- Document extract
#####

# Best Plywood for a cabinet



## jeepme79 (Jun 1, 2007)

I am building some wall cabinets for my dad's shop - 2 at 30" and one at 15". All will be 15" deep. They will be painted, so wood grain isn't important, but I do want a smooth, professional finish. My question is, am I better using particle board, or MDF, and am I better using 1/2" or 3/4" ply? The heaviest load in one of the cabinets will be a stereo receiver and dish receiver.

Thanks.


----------



## Leo G (Oct 16, 2006)

Well, what do you want Plywood, particle Board or MDF. All different materials. If you are looking for a glass smooth finish then you will need to use MDF. If you want strength and lightweight, you want plywood. If you want it to be inexpensive the MDF will be the one. I, myself hate MDF and PB. But they have there places. If I was going to do some shop cabinets I would use an AB or AC Fir plywood. You could get it at one of the borgs for $32/sht.


----------



## skymaster (Oct 30, 2006)

Birch Ply finishes really well does not blotch like the pines will do


----------



## bzbatl (Feb 10, 2009)

This is "sandyply" (pre-finished plywood) 3/4" which is $39 a sheet at HD/Lowes.











One coat of Kilz primer, two light coats of cheap latex paint and two coats of paste wax. Can see the reflection of the sign I jammed between the wall and the cab.

Go Georgia Force!


Edit: one sheet makes one cabinet, including the door frames. These are 40"x36"x16" IIRC.


----------



## cabinetman (Jul 5, 2007)

Birch or Maple plywood can be painted to a smooth finish.

#####

- Listed records
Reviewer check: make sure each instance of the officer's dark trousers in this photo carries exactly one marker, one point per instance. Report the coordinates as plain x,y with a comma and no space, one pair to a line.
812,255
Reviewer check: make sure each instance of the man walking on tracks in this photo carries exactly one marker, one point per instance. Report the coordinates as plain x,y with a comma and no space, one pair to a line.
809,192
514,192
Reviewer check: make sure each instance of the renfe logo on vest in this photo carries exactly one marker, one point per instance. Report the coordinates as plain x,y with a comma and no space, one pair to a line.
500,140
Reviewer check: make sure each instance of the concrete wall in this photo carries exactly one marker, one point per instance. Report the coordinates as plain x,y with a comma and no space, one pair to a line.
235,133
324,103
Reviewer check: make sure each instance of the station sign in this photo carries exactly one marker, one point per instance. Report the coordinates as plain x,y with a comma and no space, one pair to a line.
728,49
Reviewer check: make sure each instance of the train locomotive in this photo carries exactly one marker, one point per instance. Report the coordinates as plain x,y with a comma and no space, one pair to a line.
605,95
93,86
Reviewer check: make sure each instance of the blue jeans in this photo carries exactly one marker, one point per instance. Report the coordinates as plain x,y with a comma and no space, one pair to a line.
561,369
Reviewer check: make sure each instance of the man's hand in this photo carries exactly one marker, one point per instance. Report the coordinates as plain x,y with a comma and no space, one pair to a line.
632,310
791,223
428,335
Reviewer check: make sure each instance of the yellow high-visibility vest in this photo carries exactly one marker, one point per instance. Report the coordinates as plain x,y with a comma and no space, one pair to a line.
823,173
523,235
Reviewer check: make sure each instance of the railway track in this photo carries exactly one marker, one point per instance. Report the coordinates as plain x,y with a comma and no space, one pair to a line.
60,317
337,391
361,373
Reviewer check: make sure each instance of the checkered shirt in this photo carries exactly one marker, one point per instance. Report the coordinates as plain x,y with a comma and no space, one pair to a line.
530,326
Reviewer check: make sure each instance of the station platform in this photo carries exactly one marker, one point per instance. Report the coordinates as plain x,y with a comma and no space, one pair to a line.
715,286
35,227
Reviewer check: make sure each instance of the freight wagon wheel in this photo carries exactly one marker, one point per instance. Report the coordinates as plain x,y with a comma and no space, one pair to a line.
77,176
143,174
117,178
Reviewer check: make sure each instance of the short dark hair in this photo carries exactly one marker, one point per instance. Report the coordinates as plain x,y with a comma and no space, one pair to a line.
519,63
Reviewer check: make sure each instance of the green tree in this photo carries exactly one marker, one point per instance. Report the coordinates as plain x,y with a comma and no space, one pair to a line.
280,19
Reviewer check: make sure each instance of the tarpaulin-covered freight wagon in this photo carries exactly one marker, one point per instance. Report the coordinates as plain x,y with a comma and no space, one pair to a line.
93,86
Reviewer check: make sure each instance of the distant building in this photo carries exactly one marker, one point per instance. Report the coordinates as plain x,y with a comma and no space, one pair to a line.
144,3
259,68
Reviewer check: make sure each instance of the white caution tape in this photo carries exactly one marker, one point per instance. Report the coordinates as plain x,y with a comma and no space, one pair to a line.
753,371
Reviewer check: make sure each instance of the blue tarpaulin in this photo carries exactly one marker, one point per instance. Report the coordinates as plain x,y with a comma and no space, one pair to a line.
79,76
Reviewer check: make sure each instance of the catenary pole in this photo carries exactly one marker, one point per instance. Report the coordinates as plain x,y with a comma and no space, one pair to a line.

#####

- Exercises to complete
1. Reproduce the part of the forum thread on cabinet plywood starting at "One coat of" and ending at "(Jul 5, 2007)".
2. Translate the sentence "Birch or Maple plywood can be painted to a smooth finish." from the forum thread on cabinet plywood into Spanish.
3. Write the next part of the forum thread on cabinet plywood, picking up after its final post.

- Task responses
1.
One coat of Kilz primer, two light coats of cheap latex paint and two coats of paste wax. Can see the reflection of the sign I jammed between the wall and the cab.

Go Georgia Force!


Edit: one sheet makes one cabinet, including the door frames. These are 40"x36"x16" IIRC.


----------



## cabinetman (Jul 5, 2007)

2. La madera contrachapada de abedul o de arce se puede pintar hasta obtener un acabado liso.

3.
----------



## GeorgeC (Jul 30, 2008)

Are we talking a garage work shop? or a retail store shop?

If it is a garage work shop I would stick with the less expensive materials.

George


----------



## PTownSubbie (Mar 6, 2009)

I like the cabinet grade plywood you can get from HD or Lowes. They have sales every once in a while. It sands and finishes nicely with whatever you want to put on it......

Sandyply works almost as well......


----------



## Willie T (Feb 1, 2009)

Haven't done any cabinets in a few months (maybe 6 months), but at that time a 4x8 sheet of 3/4" white birch prefinished one side ran me $32.96 at low quantity pricing. I don't think it's all that much more today.

I never buy plywood at HD or Lowz. My cabinet supplier makes it unnecessary... better plywood, at a cheaper price. If you aren't buying from a supplier, check into it.


----------



## bzbatl (Feb 10, 2009)

I'd hit those places more often, but my projects usually start on a Saturday or Sunday... and those kinds of shops never seem to be open on the weekend.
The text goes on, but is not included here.